— Requirement —
Switch every "wooden structure" in the items below to "timber frame", and write all the lines out again with nothing else changed. Leave the pictures out of your answer.

— Dataset extract —
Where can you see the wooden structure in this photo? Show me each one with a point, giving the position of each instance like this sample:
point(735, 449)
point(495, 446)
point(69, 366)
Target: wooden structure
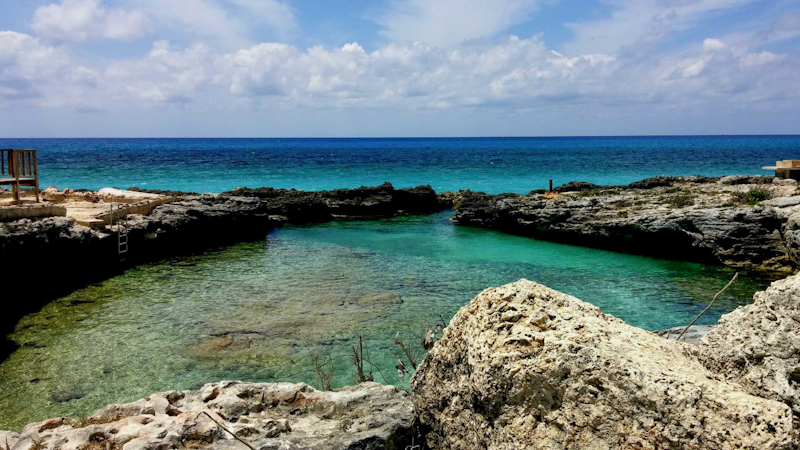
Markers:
point(788, 168)
point(18, 167)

— Final result —
Where can you see the timber frame in this photo? Show me each one with a point, giving the position of each instance like this sample:
point(735, 449)
point(495, 446)
point(69, 366)
Target: timber frame
Markers:
point(788, 168)
point(18, 167)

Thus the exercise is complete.